### Short problem
Copy the records below unchanged, except that every "Target" becomes "Object".

### Task inputs
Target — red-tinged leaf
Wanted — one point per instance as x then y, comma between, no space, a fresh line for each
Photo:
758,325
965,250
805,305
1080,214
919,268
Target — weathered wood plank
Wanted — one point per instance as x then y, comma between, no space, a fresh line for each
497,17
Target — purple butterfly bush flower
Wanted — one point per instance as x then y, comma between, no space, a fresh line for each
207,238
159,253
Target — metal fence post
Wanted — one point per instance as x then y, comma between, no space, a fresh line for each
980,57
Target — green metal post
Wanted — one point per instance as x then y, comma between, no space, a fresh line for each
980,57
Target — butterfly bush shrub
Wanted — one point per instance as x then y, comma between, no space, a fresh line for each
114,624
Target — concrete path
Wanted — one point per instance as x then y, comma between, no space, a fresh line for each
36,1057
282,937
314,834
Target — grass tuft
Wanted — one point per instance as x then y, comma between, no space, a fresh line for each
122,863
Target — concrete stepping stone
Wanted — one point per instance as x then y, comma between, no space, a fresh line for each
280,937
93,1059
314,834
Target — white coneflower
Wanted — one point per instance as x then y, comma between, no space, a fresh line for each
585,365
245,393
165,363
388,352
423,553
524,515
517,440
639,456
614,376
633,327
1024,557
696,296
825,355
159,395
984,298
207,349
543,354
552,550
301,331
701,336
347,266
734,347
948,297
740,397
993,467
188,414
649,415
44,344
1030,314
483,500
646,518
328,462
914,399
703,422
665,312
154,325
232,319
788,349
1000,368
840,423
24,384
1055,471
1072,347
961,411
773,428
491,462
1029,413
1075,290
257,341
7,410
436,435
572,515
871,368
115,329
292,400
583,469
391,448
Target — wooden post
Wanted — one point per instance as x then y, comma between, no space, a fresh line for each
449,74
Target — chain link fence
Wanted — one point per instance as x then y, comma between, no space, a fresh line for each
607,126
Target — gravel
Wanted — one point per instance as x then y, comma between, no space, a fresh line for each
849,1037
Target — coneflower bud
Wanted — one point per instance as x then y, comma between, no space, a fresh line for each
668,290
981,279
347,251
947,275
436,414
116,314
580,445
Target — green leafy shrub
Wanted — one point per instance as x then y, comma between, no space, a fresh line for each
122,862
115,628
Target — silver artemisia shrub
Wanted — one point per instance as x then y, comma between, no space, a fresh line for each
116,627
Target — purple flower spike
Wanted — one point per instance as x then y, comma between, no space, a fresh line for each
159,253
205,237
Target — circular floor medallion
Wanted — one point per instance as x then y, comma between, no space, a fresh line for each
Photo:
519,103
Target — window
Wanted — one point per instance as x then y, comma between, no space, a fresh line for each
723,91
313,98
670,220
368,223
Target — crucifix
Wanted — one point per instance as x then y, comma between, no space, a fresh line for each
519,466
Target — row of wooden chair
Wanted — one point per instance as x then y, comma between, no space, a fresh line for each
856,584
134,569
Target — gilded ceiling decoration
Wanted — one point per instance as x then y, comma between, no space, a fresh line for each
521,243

### Correct output
Object — red-tinged leaf
Wanted — one point per instance as x then y, comma between, no space, a fresh line for each
Photo:
758,325
965,250
805,305
1080,214
919,268
Object — weathered wood plank
Wanted — one point per instance as x then y, comma between, no space, a fresh line for each
497,17
Object — purple butterfly bush flower
Wanted — one point per instance as x then y, comma between, no space, a fresh line for each
207,238
159,253
Object — metal fence post
Wanted — one point per instance as x then y, comma between, no space, a fresh line for each
980,57
Object — green metal post
Wanted — one point per instance as x then y, comma between, no space, a fresh line for each
980,57
Object — butterfly bush shrub
Wanted — one point per instance as x then y, comma between, no space, a fresh line for each
114,624
Object — concrete path
Wanted — one point per instance as x then y, comma between, no space, a fresh line for each
36,1057
282,937
314,834
Object — grass tuft
Wanted — one point per instance as x then y, comma between, no space, a fresh line for each
122,863
Object — concrete stepping stone
Wanted — one point per instance as x then y, comma between, no space, a fresh line for each
280,937
93,1059
314,834
Object — white coneflower
Wanted — one point per instance as x then y, comma between, no space, a fresh line for each
585,365
245,393
165,363
388,352
423,553
524,515
517,440
639,456
614,376
633,327
1024,557
696,296
825,355
159,395
984,298
207,349
543,354
552,550
301,331
701,336
347,266
734,347
948,297
740,397
993,467
188,414
649,415
44,344
1030,314
483,500
646,518
328,462
914,399
703,422
665,312
154,325
232,319
788,349
1000,368
840,423
24,384
1055,471
1072,347
961,411
773,428
491,462
1029,413
1075,290
257,341
7,410
436,435
572,515
871,368
115,329
292,400
583,469
391,448
Object — wooden post
Wanted — one point per instance as x then y, comma between, no space, a fresh line for each
449,74
Object — chain link fence
Wanted — one point per instance as x then y, comma between, no space, a fresh line for each
607,126
Object — gravel
Wanted — one point per instance as x then y, comma between, no space, a fresh line for each
849,1037
Object — coneflower bud
Wanted — one point per instance as x then y, comma between, no space, a fresh line for each
668,290
981,279
347,251
947,275
436,414
116,314
580,445
Object — green leafy shrub
Wanted — one point per instance as x then y, comma between, no space, a fresh line for each
122,862
115,628
Object — silver artemisia shrub
Wanted — one point per instance as x then y, comma between, no space, a fresh line for each
116,627
Object — purple flower spike
Wanted — one point per instance as x then y, comma between, no space, a fresh line for each
159,253
205,237
Object — circular floor medallion
Wanted — one point per instance as x then y, comma between, no space, a fresh line for each
Photo:
519,103
Object — window
Wanted — one point per instance as x then y, comma between, no space, a fresh line for each
723,91
313,98
670,220
368,223
Object — crucifix
Wanted — one point per instance as x then y, comma between, no space, a fresh line for each
519,466
Object — row of wooden chair
Wanted — one point per instance as x then y, comma between, no space, a fresh line for each
856,584
134,569
Object — gilded ceiling decoration
Wanted — one point per instance as x then y, comma between, no space, a fresh line for each
521,243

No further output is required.